Your reply should contain every record, restated word for word.

======== Entries shown

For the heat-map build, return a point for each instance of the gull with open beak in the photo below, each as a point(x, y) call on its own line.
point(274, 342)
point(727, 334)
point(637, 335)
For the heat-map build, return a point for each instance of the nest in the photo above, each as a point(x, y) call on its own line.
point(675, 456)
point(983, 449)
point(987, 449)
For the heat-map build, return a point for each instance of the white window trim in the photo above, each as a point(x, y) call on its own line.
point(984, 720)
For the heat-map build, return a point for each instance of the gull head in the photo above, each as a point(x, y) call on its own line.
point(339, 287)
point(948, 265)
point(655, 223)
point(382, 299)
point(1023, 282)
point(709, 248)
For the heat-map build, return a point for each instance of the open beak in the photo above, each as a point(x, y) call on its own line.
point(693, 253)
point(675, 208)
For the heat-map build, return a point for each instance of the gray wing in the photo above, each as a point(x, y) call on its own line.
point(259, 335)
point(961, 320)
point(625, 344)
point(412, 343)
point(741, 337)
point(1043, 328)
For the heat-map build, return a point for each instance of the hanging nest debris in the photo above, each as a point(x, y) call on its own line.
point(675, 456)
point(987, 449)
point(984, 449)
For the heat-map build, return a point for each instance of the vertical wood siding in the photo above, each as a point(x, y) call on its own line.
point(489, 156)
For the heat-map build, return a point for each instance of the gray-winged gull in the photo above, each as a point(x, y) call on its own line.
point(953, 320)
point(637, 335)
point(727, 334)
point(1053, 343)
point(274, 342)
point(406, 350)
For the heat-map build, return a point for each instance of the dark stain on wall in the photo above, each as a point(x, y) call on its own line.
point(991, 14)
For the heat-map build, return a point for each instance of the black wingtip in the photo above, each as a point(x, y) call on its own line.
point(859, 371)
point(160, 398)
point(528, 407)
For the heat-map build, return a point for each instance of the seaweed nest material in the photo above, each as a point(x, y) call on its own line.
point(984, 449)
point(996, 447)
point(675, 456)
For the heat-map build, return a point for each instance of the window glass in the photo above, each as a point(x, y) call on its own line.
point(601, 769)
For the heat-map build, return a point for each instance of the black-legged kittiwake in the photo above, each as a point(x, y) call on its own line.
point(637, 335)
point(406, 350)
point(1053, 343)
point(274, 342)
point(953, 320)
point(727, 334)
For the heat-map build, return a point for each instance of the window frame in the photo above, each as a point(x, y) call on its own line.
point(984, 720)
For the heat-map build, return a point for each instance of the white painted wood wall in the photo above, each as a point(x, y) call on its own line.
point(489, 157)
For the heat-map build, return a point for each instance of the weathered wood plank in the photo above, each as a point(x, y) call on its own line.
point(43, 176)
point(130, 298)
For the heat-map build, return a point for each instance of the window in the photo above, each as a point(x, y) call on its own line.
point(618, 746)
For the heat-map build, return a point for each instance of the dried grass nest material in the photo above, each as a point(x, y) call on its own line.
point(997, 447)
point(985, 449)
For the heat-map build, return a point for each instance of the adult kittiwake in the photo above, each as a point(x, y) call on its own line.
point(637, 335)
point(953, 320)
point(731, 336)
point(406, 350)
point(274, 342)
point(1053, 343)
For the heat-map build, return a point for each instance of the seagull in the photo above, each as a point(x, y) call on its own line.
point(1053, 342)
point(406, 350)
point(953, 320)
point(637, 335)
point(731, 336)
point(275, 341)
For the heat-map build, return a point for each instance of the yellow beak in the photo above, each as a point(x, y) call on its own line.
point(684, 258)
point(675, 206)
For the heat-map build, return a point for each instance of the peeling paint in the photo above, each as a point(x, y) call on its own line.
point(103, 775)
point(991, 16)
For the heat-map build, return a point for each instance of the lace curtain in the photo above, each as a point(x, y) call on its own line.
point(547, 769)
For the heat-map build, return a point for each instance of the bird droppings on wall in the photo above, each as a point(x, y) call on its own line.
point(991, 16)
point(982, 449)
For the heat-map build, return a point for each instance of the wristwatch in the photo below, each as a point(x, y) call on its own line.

================

**Reply**
For the heat-map build, return a point for each instance of the gull with open beak in the photo below, each as a point(x, y) call on its own line.
point(274, 342)
point(727, 334)
point(637, 335)
For the heat-map build, return a point for each instance of the nest in the photo above, each as a point(x, y) call on its own line.
point(675, 456)
point(983, 449)
point(987, 449)
For the heat-map build, return a point for each instance of the white window trim in the photo above, each as a point(x, y) call on its own line.
point(984, 720)
For the heat-map build, return a point for each instance of the gull head in the photo above, each as a point(x, y) call on its own line.
point(339, 287)
point(948, 265)
point(655, 223)
point(382, 299)
point(1023, 282)
point(709, 248)
For the heat-map build, return a point for each instance of the open beak in the photo above, each as a point(x, y) call on its own line.
point(693, 253)
point(675, 208)
For the heat-map build, return a point for each instance of the gray wing in the photo above, each as a point(x, y) call on its own line.
point(259, 335)
point(961, 320)
point(625, 344)
point(412, 343)
point(741, 337)
point(1043, 328)
For the heat-map build, return a point for each instance of the hanging nest debris in the photo above, each as a point(x, y) call on its own line.
point(675, 456)
point(987, 449)
point(984, 449)
For the heat-map build, return a point for each instance of the vertical wood siding in the photo above, each as a point(x, y) call on its own line.
point(489, 156)
For the heat-map build, return a point for each instance of the gray-winged gull in the photo above, each as a point(x, y) call on its own line.
point(953, 320)
point(637, 335)
point(727, 334)
point(1053, 343)
point(274, 342)
point(406, 350)
For the heat-map build, return a point for each instance of the dark stain on wall in the photo above, each as a point(x, y) call on its own line.
point(991, 14)
For the heat-map build, return a point for each instance of the black wingtip in the photo above, each as a point(x, y) call on its own line.
point(859, 371)
point(160, 398)
point(528, 407)
For the heat-map build, return a point for each instance of the seaweed nest material in the photo above, each as a point(x, y) call on its own line.
point(984, 449)
point(996, 447)
point(675, 456)
For the heat-map build, return a point for each instance of the window glass in the photo above, each as a point(x, y) call on its own line.
point(601, 769)
For the heat-map build, return a point for each instance of the black-legged kittiwake in the photo above, each as a point(x, y) call on its own line.
point(637, 335)
point(406, 350)
point(1053, 343)
point(274, 342)
point(953, 320)
point(727, 334)
For the heat-map build, return a point for each instance of the window frame in the photo above, each as a point(x, y) call on its own line.
point(984, 720)
For the heat-map build, return a point for each instance of the white painted wood wall in the photo above, each as a point(x, y) call on its own line.
point(489, 157)
For the heat-map build, return a point for each instance of the weathered wood plank in the photo above, each as a point(x, y) call on its own line.
point(43, 176)
point(130, 298)
For the heat-map build, return a point for each instance of the window in the photo above, each as a point(x, y) call on its own line.
point(618, 746)
For the heat-map build, return a point for each instance of the dried grass nest material in the photo above, each as a point(x, y) call on its own line.
point(997, 447)
point(985, 449)
For the heat-map build, return a point for each instance of the adult kittiwake in the photo above, each as a point(x, y) call on its own line.
point(637, 335)
point(953, 320)
point(731, 336)
point(406, 350)
point(274, 342)
point(1053, 343)
For the heat-map build, return a point for each instance of the seagull in the photo above, each as a point(x, y) call on its own line.
point(1053, 342)
point(406, 350)
point(953, 320)
point(637, 335)
point(731, 336)
point(275, 341)
For the heat-map build, return a point for each instance of the yellow beak in the photo above, each as a point(x, y) call on its own line.
point(684, 258)
point(675, 206)
For the heat-map build, return a point for each instance of the peeling paint in the photo above, each as a point(x, y) call on its own line.
point(103, 775)
point(991, 16)
For the heat-map build, return a point for each instance of the lace curtain in the photo above, each as a point(x, y) call on its own line.
point(547, 769)
For the heat-map build, return a point for each instance of the bird droppings on wall in the photo above, each as a point(x, y) call on its own line.
point(991, 16)
point(982, 449)
For the heat-map build, return a point for each instance of the wristwatch in the photo below, each as a point(x, y) call on its own line.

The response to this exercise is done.